----- BRANO PROPOSTO -----

E Trotula, la piccola Trota? Aveva fratelli, sorelle? Può darsi, ma non se
ne sa niente.
Studiò e seppe leggere
e scrivere, ma non sfuggì al destino di sposa giovanissima di un uomo scelto
dal padre, come era l’usanza: si trattava di Giovanni Plateario, noto medico salernitano, “magister” della Scuola medica.
Probabilmente fu questo matrimonio che le aprì le porte della medicina e la
fece diventare famosa. I suoi maestri furono lo stesso marito e perfino
l'arcivescovo della città, Alfano. Alfano di Salerno, vissuto tra il 1015/1020 e il 1080, non fu solo monaco, abate e arcivescovo, ma fu
anche scrittore e un importante
esponente della Scuola medica salernitana.
Con questi maestri, Trotula, diventata nel frattempo, madre di
due figli Giovanni e Matteo che seguiranno le orme del padre e della madre, si
dedicò alla
medicina e fu il primo professore di medicina di sesso femminile.
Gli studi e l’attività di Trotula si si concentrarono sulla ginecologia, l’ostetricia e
la puericultura e anche
sulla cosmesi.
Non c’erano specialisti in certe materie, le donne non avevano il coraggio di
confessare i propri problemi intimi a medici uomini, le donne che partorivano
erano tutte molto giovani e spesso morivano dopo il parto, la mortalità
infantile era al 40/45% delle nascite.

-----

## CONSEGNA
Traduci in inglese questa frase del brano su Trotula: «I suoi maestri furono lo stesso marito e perfino l'arcivescovo della città, Alfano.»

----- DATI FORNITI -----

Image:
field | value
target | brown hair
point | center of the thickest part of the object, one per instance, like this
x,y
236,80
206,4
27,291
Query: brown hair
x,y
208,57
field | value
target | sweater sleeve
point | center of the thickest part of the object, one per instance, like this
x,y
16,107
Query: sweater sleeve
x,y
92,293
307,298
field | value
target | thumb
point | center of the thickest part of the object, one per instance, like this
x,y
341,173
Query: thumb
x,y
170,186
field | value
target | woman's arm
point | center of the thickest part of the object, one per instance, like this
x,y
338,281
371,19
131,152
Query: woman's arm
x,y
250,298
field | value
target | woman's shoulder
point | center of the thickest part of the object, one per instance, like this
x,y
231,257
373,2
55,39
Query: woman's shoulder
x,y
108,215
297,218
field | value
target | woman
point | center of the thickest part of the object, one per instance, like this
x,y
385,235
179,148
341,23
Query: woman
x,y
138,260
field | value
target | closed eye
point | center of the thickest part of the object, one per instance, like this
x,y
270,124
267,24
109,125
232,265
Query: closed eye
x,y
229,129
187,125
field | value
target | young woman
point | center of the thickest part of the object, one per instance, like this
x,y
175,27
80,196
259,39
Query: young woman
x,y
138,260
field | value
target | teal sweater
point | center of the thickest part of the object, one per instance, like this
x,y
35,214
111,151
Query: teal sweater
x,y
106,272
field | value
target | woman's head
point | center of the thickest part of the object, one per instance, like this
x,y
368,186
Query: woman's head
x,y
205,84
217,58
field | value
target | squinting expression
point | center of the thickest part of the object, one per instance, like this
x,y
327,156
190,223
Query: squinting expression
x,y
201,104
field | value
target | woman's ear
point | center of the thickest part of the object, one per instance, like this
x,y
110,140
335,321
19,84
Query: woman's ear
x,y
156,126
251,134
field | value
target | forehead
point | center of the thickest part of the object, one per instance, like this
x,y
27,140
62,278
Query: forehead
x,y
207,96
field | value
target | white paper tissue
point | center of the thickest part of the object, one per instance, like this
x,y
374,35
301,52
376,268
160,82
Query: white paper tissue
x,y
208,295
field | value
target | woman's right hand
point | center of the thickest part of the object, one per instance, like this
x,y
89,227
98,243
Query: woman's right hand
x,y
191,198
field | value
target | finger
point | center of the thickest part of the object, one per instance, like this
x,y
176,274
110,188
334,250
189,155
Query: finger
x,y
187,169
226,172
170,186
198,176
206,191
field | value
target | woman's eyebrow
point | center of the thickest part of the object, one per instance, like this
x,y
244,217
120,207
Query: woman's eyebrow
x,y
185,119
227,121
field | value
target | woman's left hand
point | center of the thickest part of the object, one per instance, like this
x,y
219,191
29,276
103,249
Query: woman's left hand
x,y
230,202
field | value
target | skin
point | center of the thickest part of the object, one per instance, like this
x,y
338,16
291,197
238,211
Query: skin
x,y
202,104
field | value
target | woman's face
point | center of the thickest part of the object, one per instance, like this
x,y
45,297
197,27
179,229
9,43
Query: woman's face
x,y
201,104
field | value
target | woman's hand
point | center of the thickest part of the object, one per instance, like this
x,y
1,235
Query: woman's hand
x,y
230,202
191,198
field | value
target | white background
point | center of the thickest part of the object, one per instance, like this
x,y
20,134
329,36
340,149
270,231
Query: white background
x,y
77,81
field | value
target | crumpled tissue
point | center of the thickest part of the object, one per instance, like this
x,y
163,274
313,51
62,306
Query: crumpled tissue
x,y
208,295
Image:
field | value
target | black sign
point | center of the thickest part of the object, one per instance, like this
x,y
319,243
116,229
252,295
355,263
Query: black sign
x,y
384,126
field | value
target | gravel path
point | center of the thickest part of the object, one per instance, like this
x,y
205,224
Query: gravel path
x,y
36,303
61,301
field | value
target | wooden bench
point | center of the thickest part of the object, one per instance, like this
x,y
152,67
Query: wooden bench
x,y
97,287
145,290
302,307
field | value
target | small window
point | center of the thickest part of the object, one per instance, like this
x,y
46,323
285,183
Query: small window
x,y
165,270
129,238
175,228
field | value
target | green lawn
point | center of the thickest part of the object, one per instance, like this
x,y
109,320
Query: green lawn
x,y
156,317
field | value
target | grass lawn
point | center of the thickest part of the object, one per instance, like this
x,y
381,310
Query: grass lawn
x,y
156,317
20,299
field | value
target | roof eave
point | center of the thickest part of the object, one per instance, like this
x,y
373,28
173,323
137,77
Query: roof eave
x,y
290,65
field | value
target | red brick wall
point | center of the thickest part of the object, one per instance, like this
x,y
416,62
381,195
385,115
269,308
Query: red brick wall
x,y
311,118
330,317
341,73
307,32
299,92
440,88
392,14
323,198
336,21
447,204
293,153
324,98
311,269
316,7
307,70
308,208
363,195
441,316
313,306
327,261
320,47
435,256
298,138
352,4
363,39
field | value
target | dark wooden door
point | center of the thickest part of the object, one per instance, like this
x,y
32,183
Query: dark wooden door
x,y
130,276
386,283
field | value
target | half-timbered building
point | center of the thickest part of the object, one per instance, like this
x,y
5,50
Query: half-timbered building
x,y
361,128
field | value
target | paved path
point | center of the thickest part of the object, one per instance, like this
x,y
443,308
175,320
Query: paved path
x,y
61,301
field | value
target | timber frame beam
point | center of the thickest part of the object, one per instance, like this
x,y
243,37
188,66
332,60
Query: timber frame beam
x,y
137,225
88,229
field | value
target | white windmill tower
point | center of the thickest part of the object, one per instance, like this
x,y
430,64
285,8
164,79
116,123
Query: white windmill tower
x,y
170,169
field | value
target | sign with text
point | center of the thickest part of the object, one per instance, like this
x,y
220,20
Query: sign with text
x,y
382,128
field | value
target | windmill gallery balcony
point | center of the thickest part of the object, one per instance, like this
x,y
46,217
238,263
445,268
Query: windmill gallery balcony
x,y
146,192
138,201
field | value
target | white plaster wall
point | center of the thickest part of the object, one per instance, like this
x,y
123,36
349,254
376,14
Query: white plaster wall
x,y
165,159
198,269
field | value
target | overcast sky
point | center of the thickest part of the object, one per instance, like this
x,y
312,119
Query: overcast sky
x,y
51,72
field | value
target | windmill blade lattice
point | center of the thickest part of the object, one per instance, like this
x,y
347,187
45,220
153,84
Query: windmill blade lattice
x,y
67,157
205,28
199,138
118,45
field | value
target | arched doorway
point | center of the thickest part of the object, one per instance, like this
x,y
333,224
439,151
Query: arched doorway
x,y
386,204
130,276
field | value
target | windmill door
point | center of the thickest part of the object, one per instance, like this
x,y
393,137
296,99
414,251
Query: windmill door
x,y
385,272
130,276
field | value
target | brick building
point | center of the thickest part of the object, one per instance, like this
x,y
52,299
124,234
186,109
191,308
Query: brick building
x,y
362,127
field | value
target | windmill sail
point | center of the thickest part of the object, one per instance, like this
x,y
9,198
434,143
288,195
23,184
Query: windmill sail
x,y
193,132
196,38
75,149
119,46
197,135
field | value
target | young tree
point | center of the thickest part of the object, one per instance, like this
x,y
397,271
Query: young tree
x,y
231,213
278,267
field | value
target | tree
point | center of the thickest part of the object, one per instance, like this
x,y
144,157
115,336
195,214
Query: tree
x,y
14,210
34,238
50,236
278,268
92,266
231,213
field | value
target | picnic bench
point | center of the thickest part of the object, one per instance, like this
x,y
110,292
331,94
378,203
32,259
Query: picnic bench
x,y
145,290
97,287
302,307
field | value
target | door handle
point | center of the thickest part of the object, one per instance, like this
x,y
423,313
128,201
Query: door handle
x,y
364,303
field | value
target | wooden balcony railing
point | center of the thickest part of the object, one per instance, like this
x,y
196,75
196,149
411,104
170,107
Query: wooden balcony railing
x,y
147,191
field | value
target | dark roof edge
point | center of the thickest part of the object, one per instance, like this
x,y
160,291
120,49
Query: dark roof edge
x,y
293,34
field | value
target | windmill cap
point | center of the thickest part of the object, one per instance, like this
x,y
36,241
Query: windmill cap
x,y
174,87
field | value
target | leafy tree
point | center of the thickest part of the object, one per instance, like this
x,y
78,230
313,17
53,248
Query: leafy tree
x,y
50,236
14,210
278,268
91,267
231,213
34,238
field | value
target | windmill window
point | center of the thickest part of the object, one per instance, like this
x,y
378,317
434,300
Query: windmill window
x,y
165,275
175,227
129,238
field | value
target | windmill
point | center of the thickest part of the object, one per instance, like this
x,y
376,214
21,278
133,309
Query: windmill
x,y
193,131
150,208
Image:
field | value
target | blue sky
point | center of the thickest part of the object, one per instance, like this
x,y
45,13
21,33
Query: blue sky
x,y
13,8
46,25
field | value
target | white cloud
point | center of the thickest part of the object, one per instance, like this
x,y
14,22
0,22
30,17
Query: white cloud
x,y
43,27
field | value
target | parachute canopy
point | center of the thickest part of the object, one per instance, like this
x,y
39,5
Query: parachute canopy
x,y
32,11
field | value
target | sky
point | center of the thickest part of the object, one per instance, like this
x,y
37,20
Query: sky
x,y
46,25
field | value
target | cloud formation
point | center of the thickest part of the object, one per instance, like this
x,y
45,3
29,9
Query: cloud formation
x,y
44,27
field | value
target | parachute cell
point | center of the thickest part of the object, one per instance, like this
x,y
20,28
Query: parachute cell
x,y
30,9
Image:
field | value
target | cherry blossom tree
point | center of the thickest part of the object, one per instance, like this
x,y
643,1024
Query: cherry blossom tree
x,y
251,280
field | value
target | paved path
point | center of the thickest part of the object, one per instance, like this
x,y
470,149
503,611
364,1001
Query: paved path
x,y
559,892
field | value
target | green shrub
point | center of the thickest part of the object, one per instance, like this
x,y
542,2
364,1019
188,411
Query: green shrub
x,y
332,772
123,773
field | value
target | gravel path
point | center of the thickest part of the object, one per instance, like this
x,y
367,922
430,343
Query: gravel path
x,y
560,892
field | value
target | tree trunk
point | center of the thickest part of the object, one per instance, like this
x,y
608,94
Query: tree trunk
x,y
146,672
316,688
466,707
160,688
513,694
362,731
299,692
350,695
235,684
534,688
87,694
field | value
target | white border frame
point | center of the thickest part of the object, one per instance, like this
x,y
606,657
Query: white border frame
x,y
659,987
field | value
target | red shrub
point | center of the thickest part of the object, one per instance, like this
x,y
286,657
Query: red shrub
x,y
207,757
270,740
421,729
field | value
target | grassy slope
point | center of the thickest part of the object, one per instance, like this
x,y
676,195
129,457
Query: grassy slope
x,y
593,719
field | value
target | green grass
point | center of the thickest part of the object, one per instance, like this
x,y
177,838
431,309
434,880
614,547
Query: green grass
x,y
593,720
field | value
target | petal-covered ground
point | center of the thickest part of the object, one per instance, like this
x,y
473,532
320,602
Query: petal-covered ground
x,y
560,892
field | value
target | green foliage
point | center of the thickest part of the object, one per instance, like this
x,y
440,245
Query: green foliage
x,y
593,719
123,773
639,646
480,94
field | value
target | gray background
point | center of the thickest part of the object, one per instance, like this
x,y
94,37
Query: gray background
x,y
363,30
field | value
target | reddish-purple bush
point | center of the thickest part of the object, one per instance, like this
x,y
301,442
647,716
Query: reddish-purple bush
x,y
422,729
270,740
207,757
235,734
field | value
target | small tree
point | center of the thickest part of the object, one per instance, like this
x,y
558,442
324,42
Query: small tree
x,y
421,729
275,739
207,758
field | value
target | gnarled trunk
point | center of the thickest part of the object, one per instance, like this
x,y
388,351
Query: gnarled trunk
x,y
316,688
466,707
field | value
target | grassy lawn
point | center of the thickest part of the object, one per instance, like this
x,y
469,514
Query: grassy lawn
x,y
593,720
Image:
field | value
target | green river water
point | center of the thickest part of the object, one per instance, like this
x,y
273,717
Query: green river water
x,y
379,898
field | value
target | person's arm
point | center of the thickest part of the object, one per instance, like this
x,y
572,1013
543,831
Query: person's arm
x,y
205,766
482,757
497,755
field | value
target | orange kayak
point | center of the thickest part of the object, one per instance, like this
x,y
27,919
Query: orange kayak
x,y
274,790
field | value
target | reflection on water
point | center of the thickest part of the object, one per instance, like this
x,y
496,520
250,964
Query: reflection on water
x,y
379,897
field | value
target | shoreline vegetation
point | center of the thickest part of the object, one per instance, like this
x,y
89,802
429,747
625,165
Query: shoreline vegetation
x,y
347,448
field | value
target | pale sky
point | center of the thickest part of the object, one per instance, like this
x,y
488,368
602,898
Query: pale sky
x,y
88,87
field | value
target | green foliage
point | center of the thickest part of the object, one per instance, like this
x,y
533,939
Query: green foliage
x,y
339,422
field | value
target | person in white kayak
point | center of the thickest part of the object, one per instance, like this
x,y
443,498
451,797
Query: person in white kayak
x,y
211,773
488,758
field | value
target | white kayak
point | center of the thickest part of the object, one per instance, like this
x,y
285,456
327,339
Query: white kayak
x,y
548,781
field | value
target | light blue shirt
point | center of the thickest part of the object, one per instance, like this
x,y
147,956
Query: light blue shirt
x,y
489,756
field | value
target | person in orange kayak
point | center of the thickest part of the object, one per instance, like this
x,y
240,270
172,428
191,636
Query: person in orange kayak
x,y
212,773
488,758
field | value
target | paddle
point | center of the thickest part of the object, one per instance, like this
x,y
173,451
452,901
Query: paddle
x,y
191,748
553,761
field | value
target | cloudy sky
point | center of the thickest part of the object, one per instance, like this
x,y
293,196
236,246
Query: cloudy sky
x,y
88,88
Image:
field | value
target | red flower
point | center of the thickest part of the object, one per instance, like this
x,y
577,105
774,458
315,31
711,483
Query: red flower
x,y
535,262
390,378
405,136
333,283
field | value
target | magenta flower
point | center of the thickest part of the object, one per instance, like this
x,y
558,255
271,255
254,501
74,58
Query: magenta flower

-----

## SOLUZIONE
Her teachers were her husband himself and even the archbishop of the city, Alfano.